---------- MATERIAL FOR THIS TASK
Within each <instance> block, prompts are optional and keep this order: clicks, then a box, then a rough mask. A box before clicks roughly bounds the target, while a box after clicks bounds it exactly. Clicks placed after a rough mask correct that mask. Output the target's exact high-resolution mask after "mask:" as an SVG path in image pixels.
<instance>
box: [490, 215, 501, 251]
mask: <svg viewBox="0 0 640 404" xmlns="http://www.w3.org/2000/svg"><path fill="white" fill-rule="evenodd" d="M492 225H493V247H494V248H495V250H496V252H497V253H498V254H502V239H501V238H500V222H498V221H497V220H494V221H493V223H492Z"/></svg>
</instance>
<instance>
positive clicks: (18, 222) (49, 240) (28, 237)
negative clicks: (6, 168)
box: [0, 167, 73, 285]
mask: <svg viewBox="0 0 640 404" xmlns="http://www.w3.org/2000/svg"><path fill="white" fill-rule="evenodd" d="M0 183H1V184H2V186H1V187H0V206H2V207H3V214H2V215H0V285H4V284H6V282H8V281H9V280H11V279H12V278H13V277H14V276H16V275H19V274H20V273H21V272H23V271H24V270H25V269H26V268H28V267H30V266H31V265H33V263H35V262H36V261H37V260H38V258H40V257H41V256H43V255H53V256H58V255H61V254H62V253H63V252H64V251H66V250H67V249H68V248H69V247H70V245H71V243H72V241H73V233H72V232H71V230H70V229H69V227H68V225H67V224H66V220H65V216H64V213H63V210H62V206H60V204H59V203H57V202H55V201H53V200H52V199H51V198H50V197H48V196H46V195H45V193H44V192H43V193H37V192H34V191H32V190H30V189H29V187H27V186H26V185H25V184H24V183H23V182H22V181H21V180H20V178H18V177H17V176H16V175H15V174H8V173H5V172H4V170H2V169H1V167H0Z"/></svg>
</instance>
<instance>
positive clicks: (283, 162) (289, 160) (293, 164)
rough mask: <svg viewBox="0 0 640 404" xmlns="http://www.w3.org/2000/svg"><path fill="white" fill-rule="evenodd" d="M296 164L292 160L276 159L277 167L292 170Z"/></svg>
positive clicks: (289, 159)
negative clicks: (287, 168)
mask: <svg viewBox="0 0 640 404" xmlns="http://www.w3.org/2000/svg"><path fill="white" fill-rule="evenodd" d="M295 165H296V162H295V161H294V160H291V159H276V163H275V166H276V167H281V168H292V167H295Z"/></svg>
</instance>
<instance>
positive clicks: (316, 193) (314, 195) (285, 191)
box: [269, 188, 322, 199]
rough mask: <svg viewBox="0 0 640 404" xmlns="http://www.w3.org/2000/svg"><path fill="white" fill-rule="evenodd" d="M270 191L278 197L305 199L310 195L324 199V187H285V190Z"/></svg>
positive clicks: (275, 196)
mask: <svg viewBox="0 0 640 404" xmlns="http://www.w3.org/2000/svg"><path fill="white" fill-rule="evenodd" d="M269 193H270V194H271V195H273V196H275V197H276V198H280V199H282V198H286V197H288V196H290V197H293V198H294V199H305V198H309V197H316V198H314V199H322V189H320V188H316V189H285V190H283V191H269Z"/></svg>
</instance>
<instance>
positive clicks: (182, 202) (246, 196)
--------------------
A word-for-word restatement of the lines running from the one with "negative clicks: (287, 168)" to the last line of the records is the whole answer.

§ **SOLUTION TO THIS TASK**
negative clicks: (287, 168)
mask: <svg viewBox="0 0 640 404" xmlns="http://www.w3.org/2000/svg"><path fill="white" fill-rule="evenodd" d="M295 165H296V162H295V161H294V160H291V159H276V163H275V166H276V167H281V168H292V167H295Z"/></svg>
</instance>
<instance>
positive clicks: (316, 193) (314, 195) (285, 191)
box: [269, 188, 322, 199]
rough mask: <svg viewBox="0 0 640 404" xmlns="http://www.w3.org/2000/svg"><path fill="white" fill-rule="evenodd" d="M270 191L278 197L305 199L310 195L324 199V187H285V190Z"/></svg>
positive clicks: (275, 196)
mask: <svg viewBox="0 0 640 404" xmlns="http://www.w3.org/2000/svg"><path fill="white" fill-rule="evenodd" d="M269 193H270V194H271V195H273V196H275V197H276V198H280V199H282V198H286V197H288V196H290V197H293V198H294V199H305V198H309V197H316V198H314V199H322V189H320V188H316V189H285V190H283V191H269Z"/></svg>
</instance>
<instance>
positive clicks: (182, 202) (246, 196)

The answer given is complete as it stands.